### Énoncé 1
D'après le texte sur l'homme de la fin du Moyen Age, où réside le salut de l'homme ?

### Extrait du texte

....

Avons-nous surpassé l'homme de la fin du Moyen Age ?

   A la fin du Moyen Age (1), la situation de l'homme en Occident était caractérisée par un certain nombre de traits qui sont inconnus dans les périodes précédentes. Quoique lointaine elle a des similitudes avec l’existence de l'homme africain d'aujourd'hui. Pour l'homme du Moyen Age cette situation est l'aboutissement d'une longue et pénible évolution mise à son actif. Alors que pour l'homme des temps modernes, vivre la situation médiévale est incontestablement un retard, voire même une régression, une catastrophique reculade. Le salut de l'homme ne réside ni dans l’immobilisme, ni dans la reculade, mais dans l'évolution historique de sa vie. A la fin de l'époque médiévale la vie de l'être humain connaissait une nette amélioration comparativement à ce qu'elle était au début de notre ère. Ce qui est incontestablement un motif de satisfaction. Alors qu’aujourd’hui, il est  fréquent que certains de nos contemporains évoquent avec nostalgie l'époque coloniale et regrettent sa disparition à jamais. Cela parce qu'ils sont écrasés sous le poids d'une existence douloureuse, insupportable. Ils sont ainsi animés d'un désir ardent pour un retour impossible vers un passé dont ils ne gardent qu'un vague souvenir, mais qui, quand même, apportait satisfaction au nombre certes réduit de leurs besoins vitaux. Ce n'est pas une caricature mais, au contraire, un truisme de dire que, si l'homme du Moyen Age fut tourné vers l'avenir, l'africain, sur beaucoup de sujets, rive ses yeux sur le passé.

1-   L'homme à la fin du Moyen Age..

....

### Données fournies

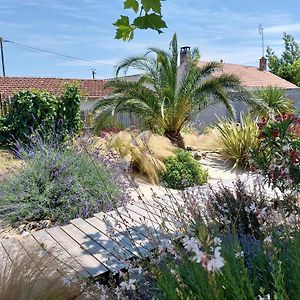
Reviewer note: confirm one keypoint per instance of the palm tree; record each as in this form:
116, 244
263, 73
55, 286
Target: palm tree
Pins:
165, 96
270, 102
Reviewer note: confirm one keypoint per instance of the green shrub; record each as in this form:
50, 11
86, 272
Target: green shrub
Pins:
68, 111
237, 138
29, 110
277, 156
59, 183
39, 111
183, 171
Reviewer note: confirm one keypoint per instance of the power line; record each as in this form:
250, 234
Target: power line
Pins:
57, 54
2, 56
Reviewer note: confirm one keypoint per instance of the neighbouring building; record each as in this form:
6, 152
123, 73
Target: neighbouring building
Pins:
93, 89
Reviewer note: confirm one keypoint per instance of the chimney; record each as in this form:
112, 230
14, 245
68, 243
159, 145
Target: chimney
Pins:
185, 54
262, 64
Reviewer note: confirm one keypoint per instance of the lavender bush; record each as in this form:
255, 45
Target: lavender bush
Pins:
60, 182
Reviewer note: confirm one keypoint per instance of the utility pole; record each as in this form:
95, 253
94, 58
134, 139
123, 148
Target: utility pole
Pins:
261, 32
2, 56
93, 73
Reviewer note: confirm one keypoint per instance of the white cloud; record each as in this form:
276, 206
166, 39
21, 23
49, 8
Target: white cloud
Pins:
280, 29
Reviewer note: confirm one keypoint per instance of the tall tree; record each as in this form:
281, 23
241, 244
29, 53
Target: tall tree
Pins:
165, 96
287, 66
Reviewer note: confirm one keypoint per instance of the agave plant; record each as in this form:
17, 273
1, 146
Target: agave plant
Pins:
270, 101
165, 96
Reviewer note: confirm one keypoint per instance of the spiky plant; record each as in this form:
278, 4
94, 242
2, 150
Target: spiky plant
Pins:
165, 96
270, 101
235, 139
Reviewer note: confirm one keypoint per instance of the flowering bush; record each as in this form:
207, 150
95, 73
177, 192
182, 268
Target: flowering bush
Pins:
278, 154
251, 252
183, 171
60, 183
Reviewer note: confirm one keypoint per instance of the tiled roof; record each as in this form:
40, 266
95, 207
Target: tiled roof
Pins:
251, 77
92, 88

....

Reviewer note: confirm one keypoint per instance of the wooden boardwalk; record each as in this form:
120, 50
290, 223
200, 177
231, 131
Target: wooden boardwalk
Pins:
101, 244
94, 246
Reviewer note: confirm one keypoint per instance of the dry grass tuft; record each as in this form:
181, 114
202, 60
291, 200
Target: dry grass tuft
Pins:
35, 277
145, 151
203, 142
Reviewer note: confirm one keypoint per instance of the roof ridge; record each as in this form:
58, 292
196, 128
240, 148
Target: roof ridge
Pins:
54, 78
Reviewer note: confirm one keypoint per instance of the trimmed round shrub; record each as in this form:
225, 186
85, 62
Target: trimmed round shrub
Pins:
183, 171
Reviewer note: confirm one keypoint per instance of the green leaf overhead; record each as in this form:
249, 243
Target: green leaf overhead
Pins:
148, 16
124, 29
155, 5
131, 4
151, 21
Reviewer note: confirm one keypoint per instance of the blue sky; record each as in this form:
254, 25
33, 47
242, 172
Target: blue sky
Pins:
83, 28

....

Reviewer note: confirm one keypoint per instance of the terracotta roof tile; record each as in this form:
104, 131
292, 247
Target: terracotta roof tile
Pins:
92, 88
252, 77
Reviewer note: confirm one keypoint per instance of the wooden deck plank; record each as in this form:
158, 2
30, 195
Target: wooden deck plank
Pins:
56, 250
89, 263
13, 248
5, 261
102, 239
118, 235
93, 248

....

### Énoncé 2
Affichez chaque ligne des enregistrements qui contient le mot "utility".

### Solution complète 1
Il réside dans l'évolution historique de sa vie, et non dans l'immobilisme ni dans la reculade.

### Solution complète 2
Reviewer note: confirm one keypoint per instance of the utility pole; record each as in this form:
Target: utility pole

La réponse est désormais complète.